Mr. Rosenbaum, who comes from a slightly different strain of Judaism than I do, talks a good deal in his post about Jewish ideas of sin and repentance and community and Scripture and monotheism and all that stuff. And in it he says something that I think is terribly important about the ways Jews represent themselves to Christians, and the way Christians represent Jews to themselves.

See, if I had to pick between the religion of the ancient Israelites and, oh, orthodox Stalinism, I expect I'd pick gulags and purges and show trials over public stonings and immolations and the slaughter of whole towns by the sword for being the wrong tribe.
Luckily, though, that isn't the Judaism I'm stuck with, since the history of Judaism is a history of continually rewriting and reimagining the meanings of its texts, maintaining its connection to them, but often completely changing their meanings, weight, and resonance.

It seems to me that both Christians and Jews participate in a story where there were Jews first and then there were Christians. This is crap. Both Christianity and Judaism came from responses to the destruction of the Temple and the expulsion of Jews from Jerusalem. Yes, there is a substantial sense in which rabbinic Judaism included a direct community-based sense of continuity with Temple Judaism, and Pauline Christianity took it on the road, but Christianity didn’t branch off from the rabbinic Judaism branch but from the trunk. That means you can’t work your way back from Christianity to Judaism, you can only work back to the trunk and then forward to Judaism.

Note: I’m using the term Judaism to mean modern Judaism deriving from Medieval diaspora European and North African Judaism, encompassing all of Reform, Conservative, Orthodox, Reconstruction, Hasidic, Ethical and Radical Monotheistic Judaisms, possibly including some Messianic Judaism much as I hate to admit it and not knowing much about it. I’m using the term Christianity to encompass all the Christianities deriving from the Medieval church and its offshoots. I know that all these are different, one to another, and that to lump them into those two categories is to make an error of exactly the type I am attempting to explicate. Having acknowledged this error, I will continue to make it. End Note.

==========

Exercise objective - From the passage on Judaism and Christianity, extract word for word the part that opens with the words "Luckily, though, that" and closes with "weight, and resonance.".

==========

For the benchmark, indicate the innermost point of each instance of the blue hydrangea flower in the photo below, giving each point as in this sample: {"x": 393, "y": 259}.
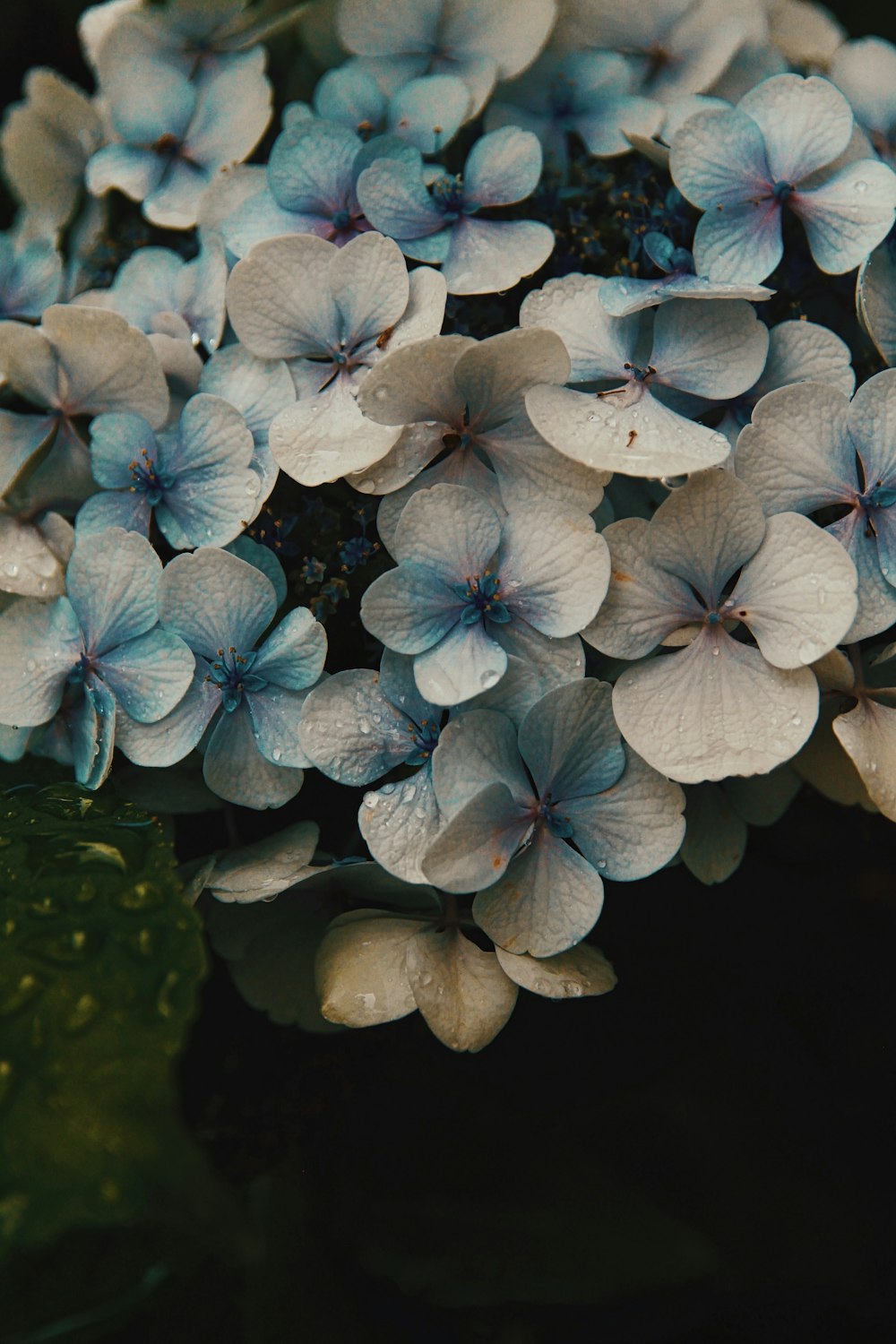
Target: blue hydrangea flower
{"x": 158, "y": 292}
{"x": 427, "y": 113}
{"x": 258, "y": 389}
{"x": 245, "y": 703}
{"x": 876, "y": 297}
{"x": 798, "y": 352}
{"x": 30, "y": 274}
{"x": 175, "y": 134}
{"x": 96, "y": 652}
{"x": 357, "y": 728}
{"x": 866, "y": 73}
{"x": 677, "y": 46}
{"x": 195, "y": 478}
{"x": 435, "y": 220}
{"x": 469, "y": 589}
{"x": 362, "y": 306}
{"x": 536, "y": 819}
{"x": 809, "y": 448}
{"x": 583, "y": 93}
{"x": 745, "y": 164}
{"x": 462, "y": 402}
{"x": 402, "y": 39}
{"x": 712, "y": 349}
{"x": 311, "y": 185}
{"x": 624, "y": 295}
{"x": 78, "y": 362}
{"x": 705, "y": 564}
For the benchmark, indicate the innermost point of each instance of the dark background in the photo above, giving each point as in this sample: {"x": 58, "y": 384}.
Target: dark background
{"x": 702, "y": 1158}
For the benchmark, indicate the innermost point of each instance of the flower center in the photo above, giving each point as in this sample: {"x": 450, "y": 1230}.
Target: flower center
{"x": 481, "y": 597}
{"x": 425, "y": 737}
{"x": 556, "y": 824}
{"x": 147, "y": 478}
{"x": 233, "y": 675}
{"x": 447, "y": 194}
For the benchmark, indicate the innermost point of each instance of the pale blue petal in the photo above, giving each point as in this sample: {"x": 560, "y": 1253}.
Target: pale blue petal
{"x": 394, "y": 198}
{"x": 148, "y": 675}
{"x": 276, "y": 714}
{"x": 805, "y": 124}
{"x": 263, "y": 559}
{"x": 212, "y": 599}
{"x": 848, "y": 215}
{"x": 633, "y": 828}
{"x": 293, "y": 655}
{"x": 450, "y": 529}
{"x": 311, "y": 168}
{"x": 468, "y": 660}
{"x": 236, "y": 769}
{"x": 113, "y": 586}
{"x": 571, "y": 744}
{"x": 549, "y": 898}
{"x": 352, "y": 731}
{"x": 410, "y": 609}
{"x": 429, "y": 112}
{"x": 487, "y": 255}
{"x": 113, "y": 508}
{"x": 117, "y": 440}
{"x": 172, "y": 738}
{"x": 136, "y": 172}
{"x": 91, "y": 728}
{"x": 739, "y": 244}
{"x": 503, "y": 167}
{"x": 477, "y": 844}
{"x": 40, "y": 645}
{"x": 207, "y": 507}
{"x": 718, "y": 158}
{"x": 476, "y": 749}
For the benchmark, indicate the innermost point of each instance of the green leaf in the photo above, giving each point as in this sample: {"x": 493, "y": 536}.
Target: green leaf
{"x": 99, "y": 965}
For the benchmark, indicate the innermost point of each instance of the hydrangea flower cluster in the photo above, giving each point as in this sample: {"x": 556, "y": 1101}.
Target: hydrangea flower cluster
{"x": 597, "y": 540}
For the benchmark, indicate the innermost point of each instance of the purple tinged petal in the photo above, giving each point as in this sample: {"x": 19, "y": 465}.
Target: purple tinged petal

==========

Exercise result -
Luckily, though, that isn't the Judaism I'm stuck with, since the history of Judaism is a history of continually rewriting and reimagining the meanings of its texts, maintaining its connection to them, but often completely changing their meanings, weight, and resonance.